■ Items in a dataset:
========================
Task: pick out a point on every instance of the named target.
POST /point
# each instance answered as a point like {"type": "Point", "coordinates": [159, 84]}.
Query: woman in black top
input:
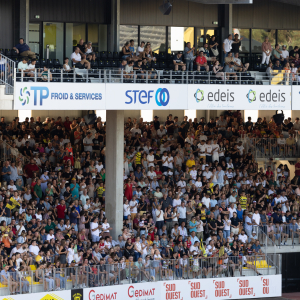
{"type": "Point", "coordinates": [213, 47]}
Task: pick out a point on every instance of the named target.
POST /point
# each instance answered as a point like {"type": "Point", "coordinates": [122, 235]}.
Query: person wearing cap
{"type": "Point", "coordinates": [285, 53]}
{"type": "Point", "coordinates": [266, 51]}
{"type": "Point", "coordinates": [74, 188]}
{"type": "Point", "coordinates": [249, 224]}
{"type": "Point", "coordinates": [230, 72]}
{"type": "Point", "coordinates": [177, 62]}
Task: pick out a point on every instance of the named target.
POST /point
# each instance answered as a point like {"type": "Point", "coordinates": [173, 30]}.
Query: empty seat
{"type": "Point", "coordinates": [103, 55]}
{"type": "Point", "coordinates": [8, 52]}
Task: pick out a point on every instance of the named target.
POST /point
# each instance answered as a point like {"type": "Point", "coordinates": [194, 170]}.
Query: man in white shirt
{"type": "Point", "coordinates": [79, 62]}
{"type": "Point", "coordinates": [31, 67]}
{"type": "Point", "coordinates": [161, 131]}
{"type": "Point", "coordinates": [193, 173]}
{"type": "Point", "coordinates": [206, 201]}
{"type": "Point", "coordinates": [231, 209]}
{"type": "Point", "coordinates": [151, 174]}
{"type": "Point", "coordinates": [181, 183]}
{"type": "Point", "coordinates": [34, 249]}
{"type": "Point", "coordinates": [140, 49]}
{"type": "Point", "coordinates": [202, 147]}
{"type": "Point", "coordinates": [135, 130]}
{"type": "Point", "coordinates": [243, 237]}
{"type": "Point", "coordinates": [256, 220]}
{"type": "Point", "coordinates": [182, 213]}
{"type": "Point", "coordinates": [284, 53]}
{"type": "Point", "coordinates": [241, 148]}
{"type": "Point", "coordinates": [207, 173]}
{"type": "Point", "coordinates": [95, 230]}
{"type": "Point", "coordinates": [50, 235]}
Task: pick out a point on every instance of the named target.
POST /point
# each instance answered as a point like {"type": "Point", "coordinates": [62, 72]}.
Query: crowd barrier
{"type": "Point", "coordinates": [149, 96]}
{"type": "Point", "coordinates": [215, 288]}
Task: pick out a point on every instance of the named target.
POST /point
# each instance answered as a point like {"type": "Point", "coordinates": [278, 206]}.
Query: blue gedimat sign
{"type": "Point", "coordinates": [119, 96]}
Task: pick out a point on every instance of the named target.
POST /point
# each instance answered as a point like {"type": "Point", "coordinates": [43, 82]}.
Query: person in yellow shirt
{"type": "Point", "coordinates": [191, 162]}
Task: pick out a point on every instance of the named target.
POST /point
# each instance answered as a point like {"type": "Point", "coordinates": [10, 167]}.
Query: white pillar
{"type": "Point", "coordinates": [114, 170]}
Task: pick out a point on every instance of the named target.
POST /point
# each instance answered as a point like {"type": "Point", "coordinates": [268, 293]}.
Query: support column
{"type": "Point", "coordinates": [114, 27]}
{"type": "Point", "coordinates": [24, 20]}
{"type": "Point", "coordinates": [114, 170]}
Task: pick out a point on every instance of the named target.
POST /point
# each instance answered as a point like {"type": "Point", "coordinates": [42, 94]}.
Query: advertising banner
{"type": "Point", "coordinates": [122, 96]}
{"type": "Point", "coordinates": [296, 97]}
{"type": "Point", "coordinates": [137, 291]}
{"type": "Point", "coordinates": [209, 288]}
{"type": "Point", "coordinates": [241, 97]}
{"type": "Point", "coordinates": [58, 96]}
{"type": "Point", "coordinates": [59, 295]}
{"type": "Point", "coordinates": [223, 288]}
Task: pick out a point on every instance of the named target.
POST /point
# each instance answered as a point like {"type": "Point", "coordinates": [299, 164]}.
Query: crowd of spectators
{"type": "Point", "coordinates": [191, 193]}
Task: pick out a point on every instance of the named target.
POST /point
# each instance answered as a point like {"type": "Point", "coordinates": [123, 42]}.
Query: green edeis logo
{"type": "Point", "coordinates": [251, 96]}
{"type": "Point", "coordinates": [24, 96]}
{"type": "Point", "coordinates": [199, 95]}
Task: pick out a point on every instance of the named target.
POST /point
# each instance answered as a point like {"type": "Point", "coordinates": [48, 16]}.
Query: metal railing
{"type": "Point", "coordinates": [272, 147]}
{"type": "Point", "coordinates": [147, 76]}
{"type": "Point", "coordinates": [49, 278]}
{"type": "Point", "coordinates": [7, 152]}
{"type": "Point", "coordinates": [282, 235]}
{"type": "Point", "coordinates": [7, 67]}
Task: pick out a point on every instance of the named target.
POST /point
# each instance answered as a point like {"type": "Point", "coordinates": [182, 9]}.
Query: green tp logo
{"type": "Point", "coordinates": [199, 95]}
{"type": "Point", "coordinates": [24, 95]}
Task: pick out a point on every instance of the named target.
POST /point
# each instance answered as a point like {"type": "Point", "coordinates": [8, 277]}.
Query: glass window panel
{"type": "Point", "coordinates": [34, 37]}
{"type": "Point", "coordinates": [245, 34]}
{"type": "Point", "coordinates": [189, 35]}
{"type": "Point", "coordinates": [93, 35]}
{"type": "Point", "coordinates": [53, 35]}
{"type": "Point", "coordinates": [156, 35]}
{"type": "Point", "coordinates": [258, 37]}
{"type": "Point", "coordinates": [74, 33]}
{"type": "Point", "coordinates": [291, 38]}
{"type": "Point", "coordinates": [127, 33]}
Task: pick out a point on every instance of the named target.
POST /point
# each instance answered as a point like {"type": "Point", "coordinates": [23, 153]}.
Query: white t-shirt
{"type": "Point", "coordinates": [139, 49]}
{"type": "Point", "coordinates": [77, 57]}
{"type": "Point", "coordinates": [126, 210]}
{"type": "Point", "coordinates": [133, 203]}
{"type": "Point", "coordinates": [50, 237]}
{"type": "Point", "coordinates": [176, 202]}
{"type": "Point", "coordinates": [151, 174]}
{"type": "Point", "coordinates": [206, 201]}
{"type": "Point", "coordinates": [105, 226]}
{"type": "Point", "coordinates": [161, 217]}
{"type": "Point", "coordinates": [150, 158]}
{"type": "Point", "coordinates": [227, 45]}
{"type": "Point", "coordinates": [243, 238]}
{"type": "Point", "coordinates": [93, 226]}
{"type": "Point", "coordinates": [34, 249]}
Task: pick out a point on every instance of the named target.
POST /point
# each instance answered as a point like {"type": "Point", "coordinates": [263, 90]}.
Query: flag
{"type": "Point", "coordinates": [221, 251]}
{"type": "Point", "coordinates": [202, 248]}
{"type": "Point", "coordinates": [12, 203]}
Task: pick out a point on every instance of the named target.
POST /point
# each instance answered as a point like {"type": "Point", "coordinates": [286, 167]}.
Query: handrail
{"type": "Point", "coordinates": [6, 75]}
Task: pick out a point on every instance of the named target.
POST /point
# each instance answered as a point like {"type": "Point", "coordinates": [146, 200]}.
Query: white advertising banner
{"type": "Point", "coordinates": [241, 97]}
{"type": "Point", "coordinates": [296, 97]}
{"type": "Point", "coordinates": [210, 288]}
{"type": "Point", "coordinates": [223, 288]}
{"type": "Point", "coordinates": [137, 291]}
{"type": "Point", "coordinates": [59, 96]}
{"type": "Point", "coordinates": [122, 96]}
{"type": "Point", "coordinates": [55, 295]}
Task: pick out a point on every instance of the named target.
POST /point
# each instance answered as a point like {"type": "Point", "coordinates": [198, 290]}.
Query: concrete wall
{"type": "Point", "coordinates": [163, 114]}
{"type": "Point", "coordinates": [57, 113]}
{"type": "Point", "coordinates": [8, 114]}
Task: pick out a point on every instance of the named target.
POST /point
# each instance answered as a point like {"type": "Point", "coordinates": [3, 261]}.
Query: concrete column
{"type": "Point", "coordinates": [114, 170]}
{"type": "Point", "coordinates": [113, 36]}
{"type": "Point", "coordinates": [24, 20]}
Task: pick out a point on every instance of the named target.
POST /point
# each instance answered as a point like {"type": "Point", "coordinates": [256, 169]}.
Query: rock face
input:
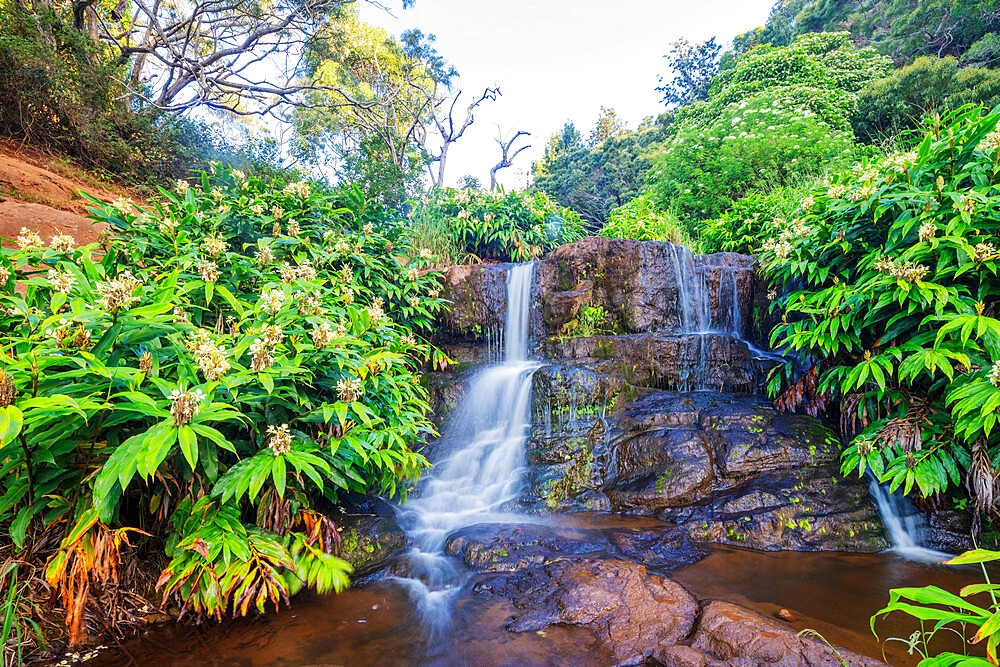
========================
■ Exercise requirements: Please state how many lines of the records contain the word "person". Give only the number.

■ The completed task: 2